— Start of Given records —
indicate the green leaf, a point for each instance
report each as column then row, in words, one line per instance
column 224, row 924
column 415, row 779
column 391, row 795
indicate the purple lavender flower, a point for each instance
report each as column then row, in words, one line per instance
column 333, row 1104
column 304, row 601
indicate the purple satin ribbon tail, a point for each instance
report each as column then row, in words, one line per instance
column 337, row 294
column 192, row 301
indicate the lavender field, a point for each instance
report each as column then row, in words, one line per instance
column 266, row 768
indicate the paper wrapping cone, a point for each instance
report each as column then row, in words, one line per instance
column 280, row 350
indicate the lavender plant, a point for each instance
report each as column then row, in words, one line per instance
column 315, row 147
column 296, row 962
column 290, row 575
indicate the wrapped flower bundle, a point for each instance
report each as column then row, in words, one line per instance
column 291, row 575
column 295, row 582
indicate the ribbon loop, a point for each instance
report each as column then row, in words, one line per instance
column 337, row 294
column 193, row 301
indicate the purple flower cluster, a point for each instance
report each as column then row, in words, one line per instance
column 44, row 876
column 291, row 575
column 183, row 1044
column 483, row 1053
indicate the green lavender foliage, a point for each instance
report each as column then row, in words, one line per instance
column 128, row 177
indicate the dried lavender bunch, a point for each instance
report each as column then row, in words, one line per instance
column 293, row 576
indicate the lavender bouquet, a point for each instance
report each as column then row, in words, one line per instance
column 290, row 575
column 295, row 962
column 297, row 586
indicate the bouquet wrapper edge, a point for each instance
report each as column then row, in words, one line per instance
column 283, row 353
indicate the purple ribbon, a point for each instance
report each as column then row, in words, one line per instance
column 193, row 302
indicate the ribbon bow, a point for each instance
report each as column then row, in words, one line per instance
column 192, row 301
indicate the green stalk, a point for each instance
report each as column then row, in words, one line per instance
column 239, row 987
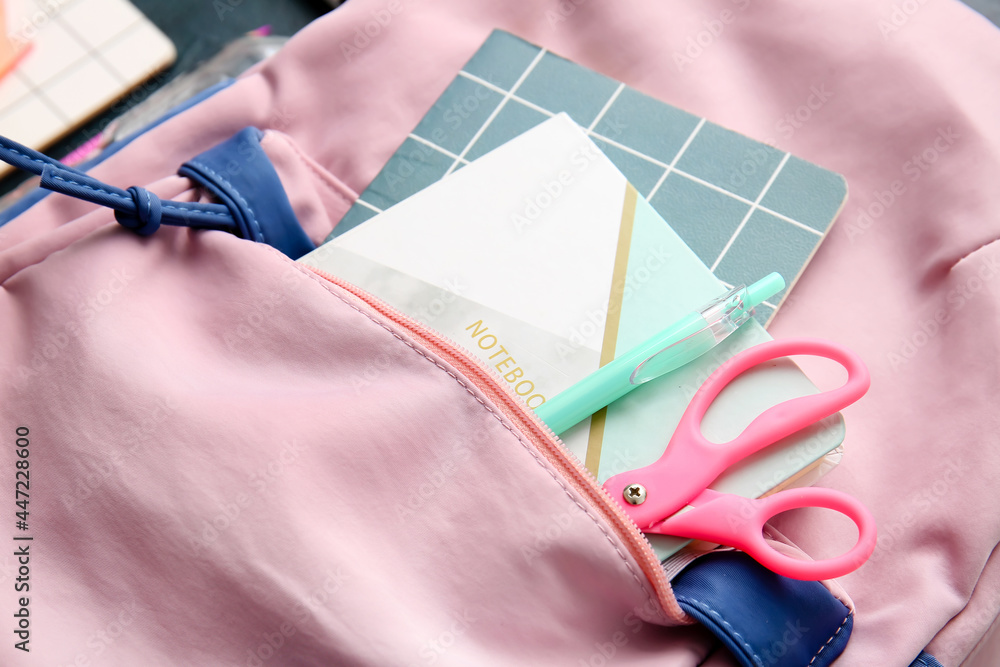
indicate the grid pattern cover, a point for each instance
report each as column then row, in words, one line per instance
column 84, row 55
column 745, row 208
— End of Given records —
### Problem to work on
Retype all the records shown above, character for character. Omit every picture.

### The result
indicate the green leaf, a point for each instance
report each as column then row, in words, one line per instance
column 224, row 924
column 415, row 779
column 391, row 795
indicate the purple lavender flower, a point for each instance
report each as column then row, in words, one line per instance
column 333, row 1104
column 304, row 601
indicate the purple satin ribbon tail, a point for each instance
report each as column then row, in words, one line per instance
column 337, row 294
column 192, row 301
indicate the lavender field, a point for each instance
report each as column then row, in words, one line per instance
column 266, row 768
indicate the paper wrapping cone, a point for each instance
report each as column then row, in words, one line per instance
column 280, row 350
indicate the lavender plant, a point for each instance
report each as column then row, in words, one line per instance
column 315, row 147
column 296, row 962
column 290, row 575
indicate the wrapped flower bundle, a point for each instance
report each as column then row, in words, one line per instance
column 291, row 575
column 295, row 582
indicate the ribbon loop, a point for each instance
report each as column then row, in words, one line per instance
column 337, row 294
column 193, row 301
indicate the purple flower cluster, a point for each instance
report each as column then row, in words, one line per instance
column 44, row 876
column 291, row 575
column 183, row 1044
column 483, row 1053
indicate the green lavender foliage, a point for each instance
report each as column then row, in words, one line per instance
column 128, row 177
indicate the dried lavender bunch, a point for each instance
report each as column then row, in words, one line per instance
column 293, row 576
indicate the lavender bouquet, a point for each instance
report each as column then row, in words, one line per instance
column 290, row 575
column 295, row 962
column 297, row 586
indicate the bouquet wrapper edge, a point for each instance
report each as column then row, in words, one line per instance
column 283, row 353
indicate the purple ribbon, a point for each instance
report each as column then row, in words, one line per instance
column 193, row 302
indicate the ribbon bow, a point for each instance
report each as column then row, in words, one line per instance
column 192, row 301
indicate the green stalk, a point for each instance
report each as column then row, in words, one line per instance
column 239, row 987
indicate the grid pattern cover, a point for each instance
report each as column then row, in words, one line per instance
column 84, row 55
column 745, row 208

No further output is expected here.